##### RECORDS SUPPLIED #####

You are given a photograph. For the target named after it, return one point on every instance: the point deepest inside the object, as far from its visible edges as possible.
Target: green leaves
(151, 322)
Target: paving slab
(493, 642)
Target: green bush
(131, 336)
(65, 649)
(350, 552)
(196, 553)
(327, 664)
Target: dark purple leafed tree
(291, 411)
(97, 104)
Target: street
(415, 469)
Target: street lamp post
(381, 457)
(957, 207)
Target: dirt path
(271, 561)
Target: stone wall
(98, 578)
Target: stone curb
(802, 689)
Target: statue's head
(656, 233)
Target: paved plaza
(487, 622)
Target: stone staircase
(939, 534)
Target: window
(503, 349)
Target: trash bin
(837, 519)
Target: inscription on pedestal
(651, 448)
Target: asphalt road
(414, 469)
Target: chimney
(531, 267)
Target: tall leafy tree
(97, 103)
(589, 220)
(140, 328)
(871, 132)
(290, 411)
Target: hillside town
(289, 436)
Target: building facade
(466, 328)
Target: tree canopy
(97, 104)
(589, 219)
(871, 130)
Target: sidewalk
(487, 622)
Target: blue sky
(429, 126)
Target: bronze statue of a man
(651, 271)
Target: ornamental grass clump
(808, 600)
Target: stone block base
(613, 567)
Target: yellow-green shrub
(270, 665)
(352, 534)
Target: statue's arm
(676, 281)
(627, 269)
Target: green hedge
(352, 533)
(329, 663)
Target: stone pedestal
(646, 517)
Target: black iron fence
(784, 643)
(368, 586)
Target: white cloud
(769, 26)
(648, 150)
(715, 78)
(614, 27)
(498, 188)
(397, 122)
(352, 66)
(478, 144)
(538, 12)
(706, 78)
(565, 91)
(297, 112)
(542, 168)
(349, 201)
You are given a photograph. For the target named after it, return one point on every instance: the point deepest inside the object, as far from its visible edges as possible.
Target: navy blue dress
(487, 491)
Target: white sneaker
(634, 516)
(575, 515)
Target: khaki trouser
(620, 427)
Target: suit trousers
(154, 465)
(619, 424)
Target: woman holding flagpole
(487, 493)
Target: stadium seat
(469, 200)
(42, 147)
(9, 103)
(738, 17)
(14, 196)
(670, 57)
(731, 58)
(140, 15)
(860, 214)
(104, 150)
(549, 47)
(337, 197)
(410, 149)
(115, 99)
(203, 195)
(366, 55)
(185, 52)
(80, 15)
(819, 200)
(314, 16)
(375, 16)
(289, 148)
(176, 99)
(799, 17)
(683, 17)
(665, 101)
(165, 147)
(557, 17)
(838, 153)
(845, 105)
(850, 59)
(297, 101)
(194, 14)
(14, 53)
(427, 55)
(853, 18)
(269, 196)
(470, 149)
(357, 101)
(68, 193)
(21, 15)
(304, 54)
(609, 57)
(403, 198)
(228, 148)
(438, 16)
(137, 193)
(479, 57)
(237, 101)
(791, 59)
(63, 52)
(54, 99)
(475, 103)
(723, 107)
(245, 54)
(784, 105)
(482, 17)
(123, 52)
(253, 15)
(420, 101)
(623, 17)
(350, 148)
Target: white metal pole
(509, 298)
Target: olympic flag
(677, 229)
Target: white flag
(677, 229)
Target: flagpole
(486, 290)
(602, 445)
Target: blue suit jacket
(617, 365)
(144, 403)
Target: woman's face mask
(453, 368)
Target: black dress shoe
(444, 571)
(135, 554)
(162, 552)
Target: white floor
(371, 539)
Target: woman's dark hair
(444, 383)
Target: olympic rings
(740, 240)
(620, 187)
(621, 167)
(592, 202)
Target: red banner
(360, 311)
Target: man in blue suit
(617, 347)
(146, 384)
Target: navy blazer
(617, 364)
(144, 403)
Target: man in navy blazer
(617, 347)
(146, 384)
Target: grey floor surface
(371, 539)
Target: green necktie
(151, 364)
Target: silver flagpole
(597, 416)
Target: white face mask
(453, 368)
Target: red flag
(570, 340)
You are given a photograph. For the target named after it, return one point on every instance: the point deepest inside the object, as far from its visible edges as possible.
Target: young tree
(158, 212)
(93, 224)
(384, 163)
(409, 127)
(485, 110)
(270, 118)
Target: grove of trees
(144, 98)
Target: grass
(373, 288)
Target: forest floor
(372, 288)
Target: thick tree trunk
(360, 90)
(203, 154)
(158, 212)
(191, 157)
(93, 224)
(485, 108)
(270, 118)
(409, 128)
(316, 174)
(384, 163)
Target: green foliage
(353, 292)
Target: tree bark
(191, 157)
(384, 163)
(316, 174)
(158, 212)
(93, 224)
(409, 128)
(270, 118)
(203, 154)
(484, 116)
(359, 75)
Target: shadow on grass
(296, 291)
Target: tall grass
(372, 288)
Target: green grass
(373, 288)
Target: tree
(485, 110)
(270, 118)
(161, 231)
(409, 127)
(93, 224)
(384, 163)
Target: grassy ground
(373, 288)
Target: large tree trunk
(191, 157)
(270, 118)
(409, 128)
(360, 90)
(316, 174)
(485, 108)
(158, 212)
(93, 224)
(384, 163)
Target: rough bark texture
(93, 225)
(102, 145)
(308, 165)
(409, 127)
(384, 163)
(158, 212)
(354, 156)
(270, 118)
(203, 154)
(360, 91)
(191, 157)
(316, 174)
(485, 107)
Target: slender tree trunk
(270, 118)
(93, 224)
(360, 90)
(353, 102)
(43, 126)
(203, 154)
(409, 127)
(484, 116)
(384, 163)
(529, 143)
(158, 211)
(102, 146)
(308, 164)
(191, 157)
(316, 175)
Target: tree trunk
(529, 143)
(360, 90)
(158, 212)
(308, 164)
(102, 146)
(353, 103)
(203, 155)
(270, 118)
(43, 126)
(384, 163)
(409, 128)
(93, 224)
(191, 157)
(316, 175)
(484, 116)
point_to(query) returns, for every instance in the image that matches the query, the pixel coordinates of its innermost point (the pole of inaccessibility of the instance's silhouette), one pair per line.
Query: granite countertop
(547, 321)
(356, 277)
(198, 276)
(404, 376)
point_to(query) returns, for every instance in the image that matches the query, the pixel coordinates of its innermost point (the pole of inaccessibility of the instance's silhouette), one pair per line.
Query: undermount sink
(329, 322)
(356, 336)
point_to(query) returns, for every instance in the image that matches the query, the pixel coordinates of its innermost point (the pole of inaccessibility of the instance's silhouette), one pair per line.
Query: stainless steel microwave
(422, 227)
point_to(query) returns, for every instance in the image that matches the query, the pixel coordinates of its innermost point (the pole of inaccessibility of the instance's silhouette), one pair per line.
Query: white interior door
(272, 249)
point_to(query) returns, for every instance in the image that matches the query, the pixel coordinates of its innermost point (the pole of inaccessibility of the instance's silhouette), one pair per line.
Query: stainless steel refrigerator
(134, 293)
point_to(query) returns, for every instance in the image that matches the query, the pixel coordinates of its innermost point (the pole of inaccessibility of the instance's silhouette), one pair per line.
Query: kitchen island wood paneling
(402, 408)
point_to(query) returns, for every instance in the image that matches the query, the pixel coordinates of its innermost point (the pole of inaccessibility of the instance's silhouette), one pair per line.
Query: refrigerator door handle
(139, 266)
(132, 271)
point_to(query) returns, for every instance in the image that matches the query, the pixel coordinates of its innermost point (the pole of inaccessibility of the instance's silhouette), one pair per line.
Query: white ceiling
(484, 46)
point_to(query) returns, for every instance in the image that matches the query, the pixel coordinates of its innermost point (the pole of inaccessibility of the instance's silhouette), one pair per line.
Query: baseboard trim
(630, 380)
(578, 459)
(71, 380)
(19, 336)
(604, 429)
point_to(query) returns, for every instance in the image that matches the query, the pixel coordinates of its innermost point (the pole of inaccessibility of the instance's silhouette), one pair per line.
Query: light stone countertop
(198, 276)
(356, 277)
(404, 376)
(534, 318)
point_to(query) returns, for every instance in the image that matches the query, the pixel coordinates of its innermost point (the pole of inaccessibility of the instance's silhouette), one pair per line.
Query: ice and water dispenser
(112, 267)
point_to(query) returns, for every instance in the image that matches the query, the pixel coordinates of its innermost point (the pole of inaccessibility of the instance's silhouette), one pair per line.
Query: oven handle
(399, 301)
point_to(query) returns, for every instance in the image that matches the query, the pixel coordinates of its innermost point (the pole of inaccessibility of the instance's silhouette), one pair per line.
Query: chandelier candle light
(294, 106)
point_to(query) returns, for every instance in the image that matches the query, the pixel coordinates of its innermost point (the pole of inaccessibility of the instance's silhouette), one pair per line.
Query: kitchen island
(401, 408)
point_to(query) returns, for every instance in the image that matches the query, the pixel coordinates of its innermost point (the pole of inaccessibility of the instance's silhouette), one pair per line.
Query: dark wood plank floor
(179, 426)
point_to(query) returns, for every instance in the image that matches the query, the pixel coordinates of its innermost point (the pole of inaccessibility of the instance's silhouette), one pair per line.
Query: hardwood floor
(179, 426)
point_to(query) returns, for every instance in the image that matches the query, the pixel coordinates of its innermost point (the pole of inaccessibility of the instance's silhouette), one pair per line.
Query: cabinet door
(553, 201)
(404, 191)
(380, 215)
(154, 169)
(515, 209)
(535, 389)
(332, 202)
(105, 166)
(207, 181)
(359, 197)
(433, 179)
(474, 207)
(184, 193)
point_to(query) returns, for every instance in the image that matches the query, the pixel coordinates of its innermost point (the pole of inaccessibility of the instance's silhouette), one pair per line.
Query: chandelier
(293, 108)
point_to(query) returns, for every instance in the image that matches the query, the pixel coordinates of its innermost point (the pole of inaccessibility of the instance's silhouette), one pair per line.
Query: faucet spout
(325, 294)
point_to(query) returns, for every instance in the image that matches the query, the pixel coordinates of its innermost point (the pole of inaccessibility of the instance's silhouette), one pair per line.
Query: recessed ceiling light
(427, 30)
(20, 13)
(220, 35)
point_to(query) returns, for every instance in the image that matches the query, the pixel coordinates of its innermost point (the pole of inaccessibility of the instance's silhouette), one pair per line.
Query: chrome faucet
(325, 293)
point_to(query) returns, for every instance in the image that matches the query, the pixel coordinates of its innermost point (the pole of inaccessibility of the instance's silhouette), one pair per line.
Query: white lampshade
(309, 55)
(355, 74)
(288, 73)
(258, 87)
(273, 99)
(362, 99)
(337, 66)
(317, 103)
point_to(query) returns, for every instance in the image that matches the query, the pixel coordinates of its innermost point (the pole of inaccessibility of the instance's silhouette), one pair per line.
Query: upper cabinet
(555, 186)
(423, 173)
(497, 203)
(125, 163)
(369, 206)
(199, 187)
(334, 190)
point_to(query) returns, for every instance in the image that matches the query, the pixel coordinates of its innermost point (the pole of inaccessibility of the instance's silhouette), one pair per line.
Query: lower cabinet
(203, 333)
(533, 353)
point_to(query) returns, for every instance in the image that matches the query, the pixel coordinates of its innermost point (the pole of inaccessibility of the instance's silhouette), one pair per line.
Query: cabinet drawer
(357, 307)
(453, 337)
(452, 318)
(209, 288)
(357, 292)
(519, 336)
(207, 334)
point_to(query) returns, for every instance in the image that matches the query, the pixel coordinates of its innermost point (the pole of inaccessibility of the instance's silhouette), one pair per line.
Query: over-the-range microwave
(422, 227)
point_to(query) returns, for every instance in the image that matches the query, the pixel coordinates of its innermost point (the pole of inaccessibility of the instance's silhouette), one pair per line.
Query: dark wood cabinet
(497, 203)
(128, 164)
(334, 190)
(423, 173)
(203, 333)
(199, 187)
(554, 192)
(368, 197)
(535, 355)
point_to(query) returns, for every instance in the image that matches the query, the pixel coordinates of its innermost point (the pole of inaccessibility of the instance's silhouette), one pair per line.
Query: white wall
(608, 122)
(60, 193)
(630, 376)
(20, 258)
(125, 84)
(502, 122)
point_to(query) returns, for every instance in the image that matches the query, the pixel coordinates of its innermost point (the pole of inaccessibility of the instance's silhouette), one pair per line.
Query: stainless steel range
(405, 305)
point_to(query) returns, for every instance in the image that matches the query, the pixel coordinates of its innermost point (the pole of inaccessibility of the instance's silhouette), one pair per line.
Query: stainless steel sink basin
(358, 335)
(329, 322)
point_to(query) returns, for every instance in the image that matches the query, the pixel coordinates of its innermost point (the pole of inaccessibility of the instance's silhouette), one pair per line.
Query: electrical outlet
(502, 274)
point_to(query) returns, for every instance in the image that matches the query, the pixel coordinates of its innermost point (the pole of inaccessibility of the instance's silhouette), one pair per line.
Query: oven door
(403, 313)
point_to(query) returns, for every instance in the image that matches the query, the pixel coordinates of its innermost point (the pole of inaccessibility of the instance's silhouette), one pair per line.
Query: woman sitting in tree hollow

#####

Select every line of the entries above that contains the word "sink" and copy each one unchanged.

• FULL OUTPUT
Query: undermount sink
Query: stainless steel sink basin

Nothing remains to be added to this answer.